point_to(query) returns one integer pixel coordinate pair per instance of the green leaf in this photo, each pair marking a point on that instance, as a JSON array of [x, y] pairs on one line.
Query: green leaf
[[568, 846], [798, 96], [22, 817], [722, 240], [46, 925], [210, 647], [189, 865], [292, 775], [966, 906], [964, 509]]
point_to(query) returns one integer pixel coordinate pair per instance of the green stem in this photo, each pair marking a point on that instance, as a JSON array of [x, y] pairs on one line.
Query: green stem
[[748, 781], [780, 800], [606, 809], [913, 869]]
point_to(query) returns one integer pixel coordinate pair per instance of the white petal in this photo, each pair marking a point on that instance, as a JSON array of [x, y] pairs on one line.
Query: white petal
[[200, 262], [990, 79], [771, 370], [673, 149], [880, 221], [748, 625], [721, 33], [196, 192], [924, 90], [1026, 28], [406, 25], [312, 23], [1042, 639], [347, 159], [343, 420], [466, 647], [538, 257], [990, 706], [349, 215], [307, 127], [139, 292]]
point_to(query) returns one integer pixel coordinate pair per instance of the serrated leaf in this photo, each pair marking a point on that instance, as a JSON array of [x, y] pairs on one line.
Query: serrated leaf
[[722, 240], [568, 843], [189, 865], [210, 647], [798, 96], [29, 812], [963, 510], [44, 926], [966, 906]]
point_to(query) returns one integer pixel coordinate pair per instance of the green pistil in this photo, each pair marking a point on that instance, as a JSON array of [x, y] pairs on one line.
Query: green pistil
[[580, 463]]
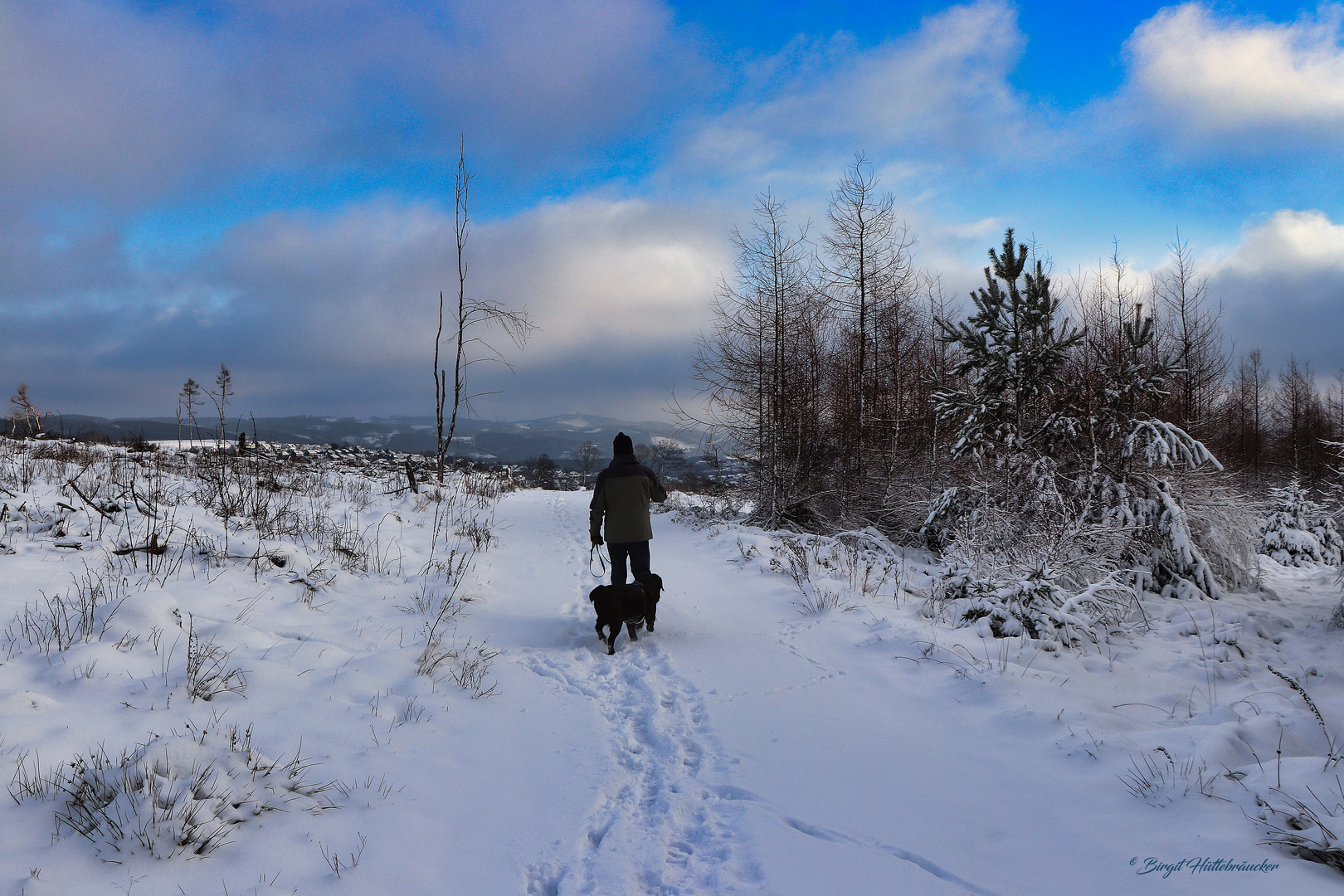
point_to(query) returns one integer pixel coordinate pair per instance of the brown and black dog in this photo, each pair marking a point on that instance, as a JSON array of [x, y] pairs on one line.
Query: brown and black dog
[[628, 605]]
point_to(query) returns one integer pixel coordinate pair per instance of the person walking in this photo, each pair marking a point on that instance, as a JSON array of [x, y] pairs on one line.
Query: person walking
[[621, 500]]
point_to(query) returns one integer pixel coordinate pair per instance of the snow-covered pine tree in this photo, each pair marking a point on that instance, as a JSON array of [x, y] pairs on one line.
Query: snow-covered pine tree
[[1068, 479], [1298, 529]]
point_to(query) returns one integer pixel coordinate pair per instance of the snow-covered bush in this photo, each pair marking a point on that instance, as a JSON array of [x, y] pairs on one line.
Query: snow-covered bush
[[179, 794], [1298, 529], [1031, 603], [1311, 833]]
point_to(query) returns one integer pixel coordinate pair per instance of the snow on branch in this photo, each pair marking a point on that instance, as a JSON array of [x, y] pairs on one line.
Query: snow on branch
[[1166, 445]]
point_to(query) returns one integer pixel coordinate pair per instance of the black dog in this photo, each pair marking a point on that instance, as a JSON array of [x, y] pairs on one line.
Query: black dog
[[628, 605]]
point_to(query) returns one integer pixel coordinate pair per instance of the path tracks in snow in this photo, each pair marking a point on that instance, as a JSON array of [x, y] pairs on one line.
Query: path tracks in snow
[[660, 824]]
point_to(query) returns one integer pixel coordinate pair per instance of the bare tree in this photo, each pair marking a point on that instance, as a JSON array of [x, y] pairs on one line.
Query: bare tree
[[24, 418], [867, 265], [665, 455], [587, 455], [761, 367], [470, 319], [1191, 334], [223, 388]]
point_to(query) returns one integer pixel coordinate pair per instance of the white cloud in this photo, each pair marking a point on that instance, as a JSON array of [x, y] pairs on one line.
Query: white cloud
[[1289, 242], [941, 88], [336, 310], [102, 100], [1283, 286], [1210, 74]]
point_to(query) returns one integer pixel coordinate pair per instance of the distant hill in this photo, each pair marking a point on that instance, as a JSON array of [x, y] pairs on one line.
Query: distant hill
[[509, 442]]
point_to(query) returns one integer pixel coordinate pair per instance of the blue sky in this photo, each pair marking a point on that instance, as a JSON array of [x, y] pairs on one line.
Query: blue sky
[[266, 183]]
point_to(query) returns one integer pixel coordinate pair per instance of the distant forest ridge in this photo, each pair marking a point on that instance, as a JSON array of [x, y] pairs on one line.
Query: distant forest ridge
[[513, 442]]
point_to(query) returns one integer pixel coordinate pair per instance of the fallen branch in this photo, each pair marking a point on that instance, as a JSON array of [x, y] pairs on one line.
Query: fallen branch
[[153, 547], [85, 499]]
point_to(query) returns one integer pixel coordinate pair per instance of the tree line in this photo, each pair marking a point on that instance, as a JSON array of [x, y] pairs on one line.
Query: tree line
[[858, 392]]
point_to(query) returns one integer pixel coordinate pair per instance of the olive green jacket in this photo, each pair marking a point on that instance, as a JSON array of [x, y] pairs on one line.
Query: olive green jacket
[[621, 496]]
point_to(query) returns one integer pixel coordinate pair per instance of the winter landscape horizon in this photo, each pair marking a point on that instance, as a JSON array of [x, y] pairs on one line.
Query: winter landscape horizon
[[971, 377]]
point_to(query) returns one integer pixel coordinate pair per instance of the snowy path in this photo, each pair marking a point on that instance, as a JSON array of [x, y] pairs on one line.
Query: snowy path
[[659, 824], [750, 748], [668, 818], [741, 748]]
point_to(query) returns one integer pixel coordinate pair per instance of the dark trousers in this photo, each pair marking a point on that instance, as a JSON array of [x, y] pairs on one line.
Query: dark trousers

********************

- [Exercise brief]: Filter the entries above and keep only the lines with the word "dark".

- [Answer to the problem]:
point_to(query) returns one integer pixel coordinate pair per instance of the dark trousers in this photo, each pair marking a point on that instance, as a JSON array of [x, y] pairs on one line.
Query: dark trousers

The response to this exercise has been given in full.